#### INPUT FOR THIS TASK:
►

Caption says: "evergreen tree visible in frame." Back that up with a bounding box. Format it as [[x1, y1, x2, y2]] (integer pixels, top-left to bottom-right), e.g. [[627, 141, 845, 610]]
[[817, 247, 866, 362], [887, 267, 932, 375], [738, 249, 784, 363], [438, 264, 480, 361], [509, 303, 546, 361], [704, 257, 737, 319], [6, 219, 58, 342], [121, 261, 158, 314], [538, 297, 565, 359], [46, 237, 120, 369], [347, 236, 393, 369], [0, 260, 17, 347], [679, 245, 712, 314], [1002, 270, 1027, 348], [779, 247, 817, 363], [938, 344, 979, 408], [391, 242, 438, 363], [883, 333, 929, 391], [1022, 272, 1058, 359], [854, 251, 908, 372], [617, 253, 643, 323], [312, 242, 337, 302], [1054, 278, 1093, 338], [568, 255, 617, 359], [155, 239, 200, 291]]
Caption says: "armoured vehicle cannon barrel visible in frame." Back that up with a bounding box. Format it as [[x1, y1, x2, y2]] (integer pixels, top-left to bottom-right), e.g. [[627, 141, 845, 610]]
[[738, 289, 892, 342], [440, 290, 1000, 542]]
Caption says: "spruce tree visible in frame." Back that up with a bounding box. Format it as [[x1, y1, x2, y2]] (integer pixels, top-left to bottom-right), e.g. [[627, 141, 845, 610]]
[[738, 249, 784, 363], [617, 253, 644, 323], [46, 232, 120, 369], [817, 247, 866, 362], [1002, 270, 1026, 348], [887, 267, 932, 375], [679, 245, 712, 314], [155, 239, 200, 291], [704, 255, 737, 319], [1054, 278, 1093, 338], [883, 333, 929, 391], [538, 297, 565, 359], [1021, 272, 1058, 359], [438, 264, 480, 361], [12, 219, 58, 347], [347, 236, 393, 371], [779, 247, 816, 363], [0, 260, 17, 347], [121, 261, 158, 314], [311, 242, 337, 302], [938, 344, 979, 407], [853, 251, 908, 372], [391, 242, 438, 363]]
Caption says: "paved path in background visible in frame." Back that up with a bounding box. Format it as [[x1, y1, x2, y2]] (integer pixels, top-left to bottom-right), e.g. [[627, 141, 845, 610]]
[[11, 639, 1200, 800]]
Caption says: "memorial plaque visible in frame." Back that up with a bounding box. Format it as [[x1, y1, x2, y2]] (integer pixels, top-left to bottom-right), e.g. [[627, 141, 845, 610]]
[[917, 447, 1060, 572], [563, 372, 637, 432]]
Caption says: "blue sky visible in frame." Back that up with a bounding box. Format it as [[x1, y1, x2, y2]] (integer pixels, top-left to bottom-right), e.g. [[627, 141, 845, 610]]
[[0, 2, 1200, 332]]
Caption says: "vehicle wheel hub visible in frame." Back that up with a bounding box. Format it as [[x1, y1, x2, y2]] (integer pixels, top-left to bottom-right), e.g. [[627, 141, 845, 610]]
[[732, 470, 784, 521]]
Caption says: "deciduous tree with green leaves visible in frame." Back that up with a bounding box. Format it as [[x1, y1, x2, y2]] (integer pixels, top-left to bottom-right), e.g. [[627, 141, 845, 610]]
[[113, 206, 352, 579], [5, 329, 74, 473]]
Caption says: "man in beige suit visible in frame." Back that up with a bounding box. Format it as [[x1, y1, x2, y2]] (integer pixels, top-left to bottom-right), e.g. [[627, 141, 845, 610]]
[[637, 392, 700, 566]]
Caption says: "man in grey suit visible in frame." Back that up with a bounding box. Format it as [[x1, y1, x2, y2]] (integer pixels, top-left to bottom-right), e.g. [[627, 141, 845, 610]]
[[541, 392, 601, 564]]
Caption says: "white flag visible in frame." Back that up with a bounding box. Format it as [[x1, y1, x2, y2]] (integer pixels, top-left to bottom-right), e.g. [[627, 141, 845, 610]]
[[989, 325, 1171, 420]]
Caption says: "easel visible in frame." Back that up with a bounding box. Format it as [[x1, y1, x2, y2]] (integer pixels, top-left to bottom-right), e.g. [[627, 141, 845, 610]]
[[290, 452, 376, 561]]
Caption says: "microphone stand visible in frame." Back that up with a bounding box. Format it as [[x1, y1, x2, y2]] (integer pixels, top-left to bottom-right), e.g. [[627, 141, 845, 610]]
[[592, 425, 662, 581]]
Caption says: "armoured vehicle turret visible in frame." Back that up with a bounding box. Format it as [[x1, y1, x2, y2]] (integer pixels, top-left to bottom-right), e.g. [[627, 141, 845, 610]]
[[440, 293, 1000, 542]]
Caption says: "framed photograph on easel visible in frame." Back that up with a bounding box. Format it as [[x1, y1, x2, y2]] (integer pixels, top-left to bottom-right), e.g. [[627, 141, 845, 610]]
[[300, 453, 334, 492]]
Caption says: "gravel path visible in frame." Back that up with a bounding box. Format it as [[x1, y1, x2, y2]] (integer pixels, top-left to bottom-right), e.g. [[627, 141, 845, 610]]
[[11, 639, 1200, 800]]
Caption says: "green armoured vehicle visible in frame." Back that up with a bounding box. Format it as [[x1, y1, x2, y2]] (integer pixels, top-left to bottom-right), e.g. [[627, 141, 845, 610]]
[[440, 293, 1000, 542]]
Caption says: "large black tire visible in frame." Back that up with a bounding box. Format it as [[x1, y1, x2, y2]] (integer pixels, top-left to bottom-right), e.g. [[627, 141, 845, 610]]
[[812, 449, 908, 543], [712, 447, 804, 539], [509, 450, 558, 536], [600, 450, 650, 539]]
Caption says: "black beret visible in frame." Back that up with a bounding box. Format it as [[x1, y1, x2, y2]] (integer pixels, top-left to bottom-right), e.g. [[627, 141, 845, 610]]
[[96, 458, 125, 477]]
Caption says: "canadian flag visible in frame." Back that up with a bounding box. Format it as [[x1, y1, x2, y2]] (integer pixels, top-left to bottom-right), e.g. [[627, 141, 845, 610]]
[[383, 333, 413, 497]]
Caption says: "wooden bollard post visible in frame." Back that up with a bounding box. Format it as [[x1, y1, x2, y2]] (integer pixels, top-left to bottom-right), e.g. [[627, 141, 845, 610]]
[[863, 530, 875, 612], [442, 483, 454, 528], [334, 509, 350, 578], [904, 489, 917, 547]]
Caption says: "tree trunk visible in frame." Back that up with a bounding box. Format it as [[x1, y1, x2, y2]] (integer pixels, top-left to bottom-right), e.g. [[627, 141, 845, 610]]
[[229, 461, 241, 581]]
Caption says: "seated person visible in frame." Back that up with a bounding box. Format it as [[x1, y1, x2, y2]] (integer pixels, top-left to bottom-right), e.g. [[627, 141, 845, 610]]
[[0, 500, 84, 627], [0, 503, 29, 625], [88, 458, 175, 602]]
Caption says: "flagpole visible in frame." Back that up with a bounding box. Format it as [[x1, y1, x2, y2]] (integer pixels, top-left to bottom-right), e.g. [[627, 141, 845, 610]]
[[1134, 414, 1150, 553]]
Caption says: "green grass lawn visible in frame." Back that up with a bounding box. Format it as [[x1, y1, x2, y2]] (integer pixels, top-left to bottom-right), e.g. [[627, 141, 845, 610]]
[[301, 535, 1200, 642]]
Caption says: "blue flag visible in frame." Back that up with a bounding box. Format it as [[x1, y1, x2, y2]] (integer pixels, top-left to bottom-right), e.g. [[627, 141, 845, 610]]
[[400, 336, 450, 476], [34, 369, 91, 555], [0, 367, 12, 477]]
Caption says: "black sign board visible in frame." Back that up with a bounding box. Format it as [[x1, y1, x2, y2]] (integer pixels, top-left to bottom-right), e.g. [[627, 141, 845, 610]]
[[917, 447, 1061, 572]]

◄

#### WRITTEN REQUEST:
Reproduce word for word the stretch of the entries above that opens with the line containing "tree with green" and closes with the line containing "[[541, 392, 601, 564]]", including both of those lines.

#### EXERCISE RESULT:
Caption says: "deciduous tree with green leaves visible in frame." Back that up with a bounding box. Format it as [[x1, y1, x2, y2]] (integer pixels, top-left to bottom-right), e.g. [[627, 141, 845, 610]]
[[113, 206, 352, 579], [5, 329, 74, 473]]
Caption says: "man in beige suit visible in frame." Back that up with a bounding box. Format it as [[x1, y1, x2, y2]] (integer pixels, top-left to bottom-right), e.g. [[627, 141, 845, 610]]
[[637, 392, 700, 566]]
Caption says: "man in grey suit visible in frame." Back that up with a bounding box. Format it as [[x1, y1, x2, y2]] (integer pixels, top-left to bottom-right), e.g. [[627, 141, 845, 610]]
[[541, 392, 601, 564]]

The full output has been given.